To może być skuteczna broń w walce z epidemią. W szpitalu przy Wołoskiej chorzy mają być leczeni osoczem ozdrowieńców. Ich krew zawiera bowiem przeciwciała, które mogą zwalczać wirusa.
Od dwóch tygodni zespół pod kierownictwem prof. dr hab. n. med. Grażyny Rydzewskiej rozwija projekt podawania osocza ozdrowieńców pacjentom chorym na COVID-19.
Spełnione warunki
Jak mówi diagnosta laboratoryjny dr Szymon Walter de Walthoffen, nie ma dowodów, że taka metoda leczenia jest całkowicie skuteczna, ale lepszej metody jak na razie nie ma. - Nie ma innych możliwości leczenia, jak wykorzystywanie układu immunologicznego, czyli przeciwciał skierowanych przeciwko antygenowi - podkreśla diagnosta.
Jak dodaje, metoda ta daje nadzieję tysiącom ciężko chorych pacjentów. - Leczenie osoczem jest jak najbardziej przyszłościową metodą leczenia osób z koronawirusem - mówi dr Szymon Walter de Walthoffen.
======
*Zadanie 1*
Kto według tekstu o leczeniu osoczem kieruje zespołem, który w szpitalu przy Wołoskiej rozwija ten projekt?
*Zadanie 2*
Streść tekst o leczeniu osoczem w dwóch zdaniach.
*Zadanie 3*
Kontynuuj tekst o leczeniu osoczem od miejsca, w którym się kończy.

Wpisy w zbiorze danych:
======
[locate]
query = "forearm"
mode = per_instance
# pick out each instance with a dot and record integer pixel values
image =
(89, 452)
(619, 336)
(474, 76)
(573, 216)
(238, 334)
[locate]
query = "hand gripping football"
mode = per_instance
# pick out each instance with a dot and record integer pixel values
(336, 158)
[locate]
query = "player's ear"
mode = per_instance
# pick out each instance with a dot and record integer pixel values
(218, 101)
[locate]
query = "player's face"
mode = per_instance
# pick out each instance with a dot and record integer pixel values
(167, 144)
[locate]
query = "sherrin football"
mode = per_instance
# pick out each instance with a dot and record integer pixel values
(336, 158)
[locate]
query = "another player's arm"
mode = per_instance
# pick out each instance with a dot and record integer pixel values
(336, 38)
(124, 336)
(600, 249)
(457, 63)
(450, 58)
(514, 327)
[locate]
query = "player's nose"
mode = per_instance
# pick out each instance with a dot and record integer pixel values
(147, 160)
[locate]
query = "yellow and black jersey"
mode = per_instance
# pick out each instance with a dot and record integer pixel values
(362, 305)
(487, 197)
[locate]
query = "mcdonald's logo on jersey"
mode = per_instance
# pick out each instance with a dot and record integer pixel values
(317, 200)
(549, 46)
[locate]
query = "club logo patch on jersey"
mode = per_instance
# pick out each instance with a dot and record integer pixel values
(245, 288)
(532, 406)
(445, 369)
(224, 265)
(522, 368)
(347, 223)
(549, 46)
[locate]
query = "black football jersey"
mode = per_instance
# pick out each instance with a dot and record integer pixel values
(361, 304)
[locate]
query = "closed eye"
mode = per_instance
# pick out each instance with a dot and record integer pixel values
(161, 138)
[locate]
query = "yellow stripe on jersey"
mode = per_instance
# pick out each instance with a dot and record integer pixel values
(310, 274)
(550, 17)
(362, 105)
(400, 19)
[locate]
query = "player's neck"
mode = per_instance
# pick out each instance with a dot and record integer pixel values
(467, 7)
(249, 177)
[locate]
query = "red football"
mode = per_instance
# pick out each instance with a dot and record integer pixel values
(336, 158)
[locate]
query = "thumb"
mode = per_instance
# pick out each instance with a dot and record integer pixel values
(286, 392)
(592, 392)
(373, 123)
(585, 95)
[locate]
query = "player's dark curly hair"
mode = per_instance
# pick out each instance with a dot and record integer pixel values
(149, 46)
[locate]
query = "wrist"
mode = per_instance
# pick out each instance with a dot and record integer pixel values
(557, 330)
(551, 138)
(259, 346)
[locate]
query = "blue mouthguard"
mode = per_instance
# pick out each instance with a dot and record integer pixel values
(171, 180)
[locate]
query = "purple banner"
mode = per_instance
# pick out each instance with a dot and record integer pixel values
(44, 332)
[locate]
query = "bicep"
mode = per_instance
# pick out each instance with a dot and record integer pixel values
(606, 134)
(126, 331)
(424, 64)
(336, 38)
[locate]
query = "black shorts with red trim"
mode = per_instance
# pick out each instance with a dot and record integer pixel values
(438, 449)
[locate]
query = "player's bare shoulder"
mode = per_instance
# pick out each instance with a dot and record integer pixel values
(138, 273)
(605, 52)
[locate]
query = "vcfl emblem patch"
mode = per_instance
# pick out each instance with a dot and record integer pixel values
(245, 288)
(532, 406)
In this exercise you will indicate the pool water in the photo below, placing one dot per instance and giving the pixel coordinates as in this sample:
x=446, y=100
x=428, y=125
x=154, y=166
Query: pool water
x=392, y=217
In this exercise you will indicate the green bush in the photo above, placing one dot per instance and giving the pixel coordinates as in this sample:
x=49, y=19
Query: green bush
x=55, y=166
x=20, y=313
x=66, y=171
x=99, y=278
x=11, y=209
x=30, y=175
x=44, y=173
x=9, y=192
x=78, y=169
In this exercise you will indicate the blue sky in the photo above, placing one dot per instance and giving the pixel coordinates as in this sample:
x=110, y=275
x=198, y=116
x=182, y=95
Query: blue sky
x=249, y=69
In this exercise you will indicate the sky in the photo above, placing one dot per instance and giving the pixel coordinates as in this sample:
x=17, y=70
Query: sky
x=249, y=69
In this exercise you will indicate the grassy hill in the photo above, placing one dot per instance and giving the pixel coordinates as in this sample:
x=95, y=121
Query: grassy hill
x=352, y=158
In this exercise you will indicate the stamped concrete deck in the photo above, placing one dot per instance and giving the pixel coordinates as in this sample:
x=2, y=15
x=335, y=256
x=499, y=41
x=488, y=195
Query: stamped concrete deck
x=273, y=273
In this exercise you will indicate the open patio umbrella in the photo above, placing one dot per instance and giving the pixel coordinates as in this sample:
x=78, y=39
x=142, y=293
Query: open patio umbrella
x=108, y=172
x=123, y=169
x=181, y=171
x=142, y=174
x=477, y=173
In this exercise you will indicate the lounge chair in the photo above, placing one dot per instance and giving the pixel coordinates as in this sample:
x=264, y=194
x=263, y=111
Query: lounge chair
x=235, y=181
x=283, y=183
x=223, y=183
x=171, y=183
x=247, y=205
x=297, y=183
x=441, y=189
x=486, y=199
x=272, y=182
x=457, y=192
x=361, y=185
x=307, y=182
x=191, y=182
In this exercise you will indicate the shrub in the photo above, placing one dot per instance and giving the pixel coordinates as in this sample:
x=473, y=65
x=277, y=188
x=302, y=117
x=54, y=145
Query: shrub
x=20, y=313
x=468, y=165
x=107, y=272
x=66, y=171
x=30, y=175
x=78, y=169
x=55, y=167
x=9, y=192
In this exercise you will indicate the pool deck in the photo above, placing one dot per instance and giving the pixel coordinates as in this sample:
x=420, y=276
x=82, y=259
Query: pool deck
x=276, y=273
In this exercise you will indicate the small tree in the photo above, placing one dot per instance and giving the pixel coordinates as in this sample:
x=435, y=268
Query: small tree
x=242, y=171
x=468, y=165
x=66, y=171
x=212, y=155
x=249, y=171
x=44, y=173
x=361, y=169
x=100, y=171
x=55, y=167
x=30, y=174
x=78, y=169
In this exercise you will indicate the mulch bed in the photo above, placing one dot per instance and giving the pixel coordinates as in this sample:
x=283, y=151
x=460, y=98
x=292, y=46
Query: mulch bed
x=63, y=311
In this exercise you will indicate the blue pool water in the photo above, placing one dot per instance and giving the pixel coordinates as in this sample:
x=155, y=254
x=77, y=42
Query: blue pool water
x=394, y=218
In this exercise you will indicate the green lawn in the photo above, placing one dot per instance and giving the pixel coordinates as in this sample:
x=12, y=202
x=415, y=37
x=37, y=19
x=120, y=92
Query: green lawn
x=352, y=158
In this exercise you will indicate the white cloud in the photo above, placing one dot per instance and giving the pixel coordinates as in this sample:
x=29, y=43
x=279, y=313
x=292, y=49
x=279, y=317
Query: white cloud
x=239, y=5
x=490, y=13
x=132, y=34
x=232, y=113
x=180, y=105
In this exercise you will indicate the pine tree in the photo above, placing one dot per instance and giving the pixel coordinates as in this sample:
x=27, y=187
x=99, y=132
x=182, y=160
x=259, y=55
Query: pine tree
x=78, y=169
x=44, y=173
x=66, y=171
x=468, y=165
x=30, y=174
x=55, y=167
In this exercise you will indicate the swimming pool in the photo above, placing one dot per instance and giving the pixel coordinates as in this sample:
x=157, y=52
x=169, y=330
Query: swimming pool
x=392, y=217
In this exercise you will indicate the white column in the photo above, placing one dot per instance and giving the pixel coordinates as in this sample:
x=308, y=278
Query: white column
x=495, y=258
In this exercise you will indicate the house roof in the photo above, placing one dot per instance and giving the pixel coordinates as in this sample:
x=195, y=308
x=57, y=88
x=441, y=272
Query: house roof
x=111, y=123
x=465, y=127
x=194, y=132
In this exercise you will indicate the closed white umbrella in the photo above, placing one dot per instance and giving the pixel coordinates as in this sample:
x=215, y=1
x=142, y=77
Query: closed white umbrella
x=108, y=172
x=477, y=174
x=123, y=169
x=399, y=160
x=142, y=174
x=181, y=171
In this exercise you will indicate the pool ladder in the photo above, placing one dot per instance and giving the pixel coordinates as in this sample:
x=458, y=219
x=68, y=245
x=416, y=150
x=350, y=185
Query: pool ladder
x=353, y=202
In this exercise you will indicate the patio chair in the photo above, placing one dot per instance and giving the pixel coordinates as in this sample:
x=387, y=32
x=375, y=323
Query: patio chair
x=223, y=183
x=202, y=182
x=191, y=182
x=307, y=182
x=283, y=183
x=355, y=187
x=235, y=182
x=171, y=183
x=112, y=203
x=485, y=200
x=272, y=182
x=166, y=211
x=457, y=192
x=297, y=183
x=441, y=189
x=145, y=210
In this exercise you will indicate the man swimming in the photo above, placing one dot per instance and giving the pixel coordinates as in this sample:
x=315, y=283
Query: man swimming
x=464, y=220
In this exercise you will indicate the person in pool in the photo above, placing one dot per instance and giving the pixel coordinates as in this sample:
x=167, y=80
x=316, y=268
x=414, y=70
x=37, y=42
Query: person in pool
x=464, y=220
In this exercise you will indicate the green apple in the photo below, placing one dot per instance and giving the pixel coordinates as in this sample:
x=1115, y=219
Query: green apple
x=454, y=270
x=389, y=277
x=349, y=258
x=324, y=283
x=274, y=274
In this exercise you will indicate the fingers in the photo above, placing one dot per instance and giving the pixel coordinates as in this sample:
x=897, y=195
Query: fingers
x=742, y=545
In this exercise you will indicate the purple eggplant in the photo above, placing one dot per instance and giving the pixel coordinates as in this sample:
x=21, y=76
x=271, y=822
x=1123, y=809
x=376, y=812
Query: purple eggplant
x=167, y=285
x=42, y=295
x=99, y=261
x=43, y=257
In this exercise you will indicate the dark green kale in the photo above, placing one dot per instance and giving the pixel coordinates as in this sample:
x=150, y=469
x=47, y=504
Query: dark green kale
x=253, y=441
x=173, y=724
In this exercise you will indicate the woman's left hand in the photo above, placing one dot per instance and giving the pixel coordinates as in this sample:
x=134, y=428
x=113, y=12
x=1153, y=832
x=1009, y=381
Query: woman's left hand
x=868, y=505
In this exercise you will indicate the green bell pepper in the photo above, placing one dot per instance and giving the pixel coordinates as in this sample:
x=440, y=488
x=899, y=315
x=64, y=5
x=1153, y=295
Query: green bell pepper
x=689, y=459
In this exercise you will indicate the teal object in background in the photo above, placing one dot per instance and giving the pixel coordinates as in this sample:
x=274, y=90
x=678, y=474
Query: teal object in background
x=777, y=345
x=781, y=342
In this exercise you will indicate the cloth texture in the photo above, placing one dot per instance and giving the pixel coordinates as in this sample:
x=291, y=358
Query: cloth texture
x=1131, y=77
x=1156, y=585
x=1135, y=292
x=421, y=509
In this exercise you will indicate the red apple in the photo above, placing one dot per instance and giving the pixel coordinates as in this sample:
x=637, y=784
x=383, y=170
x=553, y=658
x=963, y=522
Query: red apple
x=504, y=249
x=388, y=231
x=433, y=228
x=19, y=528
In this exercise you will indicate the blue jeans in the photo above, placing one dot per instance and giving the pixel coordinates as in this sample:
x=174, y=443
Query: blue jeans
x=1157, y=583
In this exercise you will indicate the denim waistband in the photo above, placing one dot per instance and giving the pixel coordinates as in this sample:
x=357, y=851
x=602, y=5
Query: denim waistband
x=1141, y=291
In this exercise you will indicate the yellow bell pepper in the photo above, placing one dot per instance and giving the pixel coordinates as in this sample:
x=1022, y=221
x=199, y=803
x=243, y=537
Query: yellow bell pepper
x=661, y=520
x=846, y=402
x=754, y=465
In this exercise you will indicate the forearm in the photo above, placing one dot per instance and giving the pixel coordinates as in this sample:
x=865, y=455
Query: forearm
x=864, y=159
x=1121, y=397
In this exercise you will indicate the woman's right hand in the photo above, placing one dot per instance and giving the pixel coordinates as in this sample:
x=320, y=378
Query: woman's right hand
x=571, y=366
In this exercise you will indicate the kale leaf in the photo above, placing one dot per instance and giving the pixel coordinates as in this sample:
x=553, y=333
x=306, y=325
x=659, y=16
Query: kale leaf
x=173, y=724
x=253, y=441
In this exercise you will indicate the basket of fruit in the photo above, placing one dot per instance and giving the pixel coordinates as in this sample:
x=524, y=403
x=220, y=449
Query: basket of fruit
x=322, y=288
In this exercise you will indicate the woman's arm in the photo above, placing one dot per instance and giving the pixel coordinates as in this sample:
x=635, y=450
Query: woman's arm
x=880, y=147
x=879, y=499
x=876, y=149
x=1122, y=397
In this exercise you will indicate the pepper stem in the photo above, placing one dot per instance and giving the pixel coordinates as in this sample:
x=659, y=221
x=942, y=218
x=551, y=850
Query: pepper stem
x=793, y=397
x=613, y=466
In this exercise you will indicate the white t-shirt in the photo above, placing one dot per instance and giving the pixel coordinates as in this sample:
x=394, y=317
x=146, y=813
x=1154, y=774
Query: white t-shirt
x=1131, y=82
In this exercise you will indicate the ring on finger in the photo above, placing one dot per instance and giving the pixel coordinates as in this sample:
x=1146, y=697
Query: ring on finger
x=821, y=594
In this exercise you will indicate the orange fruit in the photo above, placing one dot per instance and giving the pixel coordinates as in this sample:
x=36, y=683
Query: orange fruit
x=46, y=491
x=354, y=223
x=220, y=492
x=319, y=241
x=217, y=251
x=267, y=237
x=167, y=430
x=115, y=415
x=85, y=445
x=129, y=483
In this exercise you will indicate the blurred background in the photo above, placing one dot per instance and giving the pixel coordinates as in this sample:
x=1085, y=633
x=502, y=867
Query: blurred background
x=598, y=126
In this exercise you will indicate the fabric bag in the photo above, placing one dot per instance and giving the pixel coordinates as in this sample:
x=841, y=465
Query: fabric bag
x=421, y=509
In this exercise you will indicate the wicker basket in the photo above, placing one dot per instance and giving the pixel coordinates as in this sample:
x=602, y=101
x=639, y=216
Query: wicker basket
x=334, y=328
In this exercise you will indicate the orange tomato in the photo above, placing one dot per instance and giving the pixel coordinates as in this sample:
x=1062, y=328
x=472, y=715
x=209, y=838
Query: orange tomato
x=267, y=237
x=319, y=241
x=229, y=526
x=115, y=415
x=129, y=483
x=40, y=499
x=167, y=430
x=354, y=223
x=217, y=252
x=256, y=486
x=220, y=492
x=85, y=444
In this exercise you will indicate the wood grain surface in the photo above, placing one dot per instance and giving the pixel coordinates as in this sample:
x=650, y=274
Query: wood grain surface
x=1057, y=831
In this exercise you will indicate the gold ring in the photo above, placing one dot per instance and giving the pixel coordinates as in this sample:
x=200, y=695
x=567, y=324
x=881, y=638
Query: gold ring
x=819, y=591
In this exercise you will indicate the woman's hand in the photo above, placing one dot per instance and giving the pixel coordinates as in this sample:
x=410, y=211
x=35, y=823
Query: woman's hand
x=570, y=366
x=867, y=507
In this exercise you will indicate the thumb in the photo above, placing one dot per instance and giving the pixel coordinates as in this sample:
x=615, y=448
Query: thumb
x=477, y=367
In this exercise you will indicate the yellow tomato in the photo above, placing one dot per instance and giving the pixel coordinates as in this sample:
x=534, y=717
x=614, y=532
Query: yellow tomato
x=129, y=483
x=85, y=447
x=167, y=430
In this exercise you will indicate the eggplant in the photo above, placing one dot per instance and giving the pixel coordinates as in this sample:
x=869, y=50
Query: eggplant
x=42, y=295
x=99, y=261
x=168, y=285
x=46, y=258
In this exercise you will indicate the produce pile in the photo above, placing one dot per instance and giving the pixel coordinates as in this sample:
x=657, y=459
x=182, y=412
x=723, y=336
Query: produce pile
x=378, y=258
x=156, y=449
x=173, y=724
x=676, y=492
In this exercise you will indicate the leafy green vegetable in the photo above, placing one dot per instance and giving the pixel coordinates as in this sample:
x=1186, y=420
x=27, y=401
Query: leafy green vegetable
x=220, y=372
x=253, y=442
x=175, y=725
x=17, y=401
======
*Twoja odpowiedź 1*
Prof. dr hab. n. med. Grażyna Rydzewska.

*Twoja odpowiedź 2*
W szpitalu przy Wołoskiej zespół prof. Grażyny Rydzewskiej od dwóch tygodni rozwija projekt leczenia chorych na COVID-19 osoczem ozdrowieńców, bo ich krew zawiera przeciwciała, które mogą zwalczać wirusa. Diagnosta dr Szymon Walter de Walthoffen mówi, że nie ma dowodów na pełną skuteczność tej metody, ale na razie nie ma lepszej, a ona daje nadzieję tysiącom ciężko chorych.

*Twoja odpowiedź 3*
Znalezienie dawców nie będzie łatwe
Do szpitala powinni zgłaszać się ci, którzy przebyli infekcję Covid-19 i potwierdzili jej zakończenie dwukrotnie wykonanym testem. W praktyce jednak znalezienie dawców nie będzie proste, bo ich osocze musi być zdrowe, tak jak zdrowi są honorowi krwiodawcy.
Wcześniej takie rozwiązanie testowane było między innymi w Korei Południowej na dwóch pacjentach, którzy byli już na etapie niewydolności płuc. I udało się ich uratować.